----- Exercise data -----

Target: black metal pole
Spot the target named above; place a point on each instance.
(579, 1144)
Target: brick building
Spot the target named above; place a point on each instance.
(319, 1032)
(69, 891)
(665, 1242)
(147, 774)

-----

## Exercise instructions
Put each nonblank line above into a Markdown table with two columns, "No." for its row number and "Text" for the line itself.

## Written answer
| No. | Text |
|---|---|
| 1 | Target: black metal pole |
| 2 | Spot the target named above; place a point on each instance. |
| 3 | (579, 1144) |
| 4 | Target: brick building |
| 5 | Spot the target named above; place a point on each instance. |
| 6 | (319, 1032) |
| 7 | (69, 891) |
| 8 | (665, 1242) |
| 9 | (147, 774) |